Anyone old enough to remember “Ally McBeal”, anyone who’s gone through sufficient therapy to block that disturbing dancing baby, probably remembers her “pips”. On the advice of her own therapist, Ally envisions an entourage of soulful supporters, complete with Motown-smooth rhythm, and messages of comfort and support. As she makes her way through her oh-so-dramatic daily life, she is trailed by her very own built-in support posse, a crew of yeah-sayers ready with reassurance and some old-school soul. Her skirt may have been obscenely short, and her ribcage all-too-apparent, but Ally did know the value of the Greek chorus.
Well, things have changed since the age of the single, female lawyer, and I daresay, life in the big city has become even more trying. Pips, as fabulous as they are, don’t seem adequate back-up for these trying times. Multi-part harmony, powder blue tuxedos and synchronized side-stepping just don’t seem to cut it anymore. We need to call in the big guns, the heavy hitter, the imaginary sidekick who can alleviate the doldrums integrally linked to the twenty-first century.
I nominate Bootsy Collins. I vote for an invisible support system worthy of the likes of George Clinton. I opt for a Jiminy Cricket bold enough to sport giant glitter sunglasses and a sequin-spotted mad hatter top hat. My anxieties will be quelled only by phrases like “Shizle my izle, kazizle!” As I walk through this cruel world, I will hold my head high and avoid despair, just as long as I can hear the faint clunk of obscene platform shoes and the funky wa-wa of a star-shaped guitar. Long live the funk!

Work request:
In the piece about Ally McBeal's pips, whom does the writer nominate as the new imaginary sidekick? Draw only on the piece about Ally McBeal's pips.

Dataset excerpt:
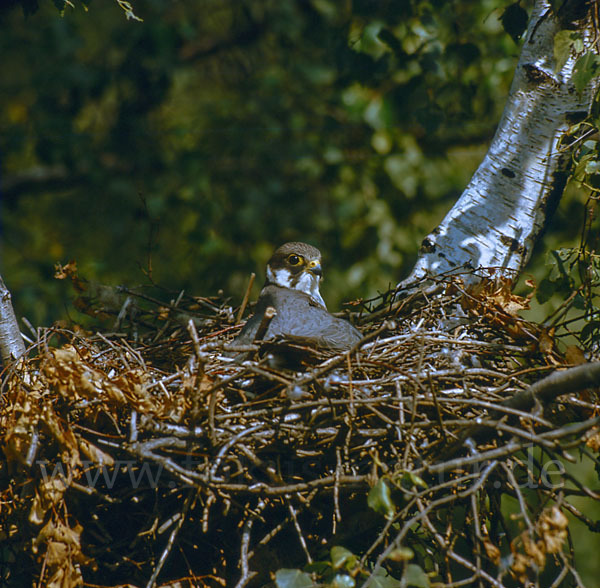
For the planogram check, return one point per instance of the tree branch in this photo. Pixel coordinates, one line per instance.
(11, 342)
(501, 214)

Problem solution:
Bootsy Collins.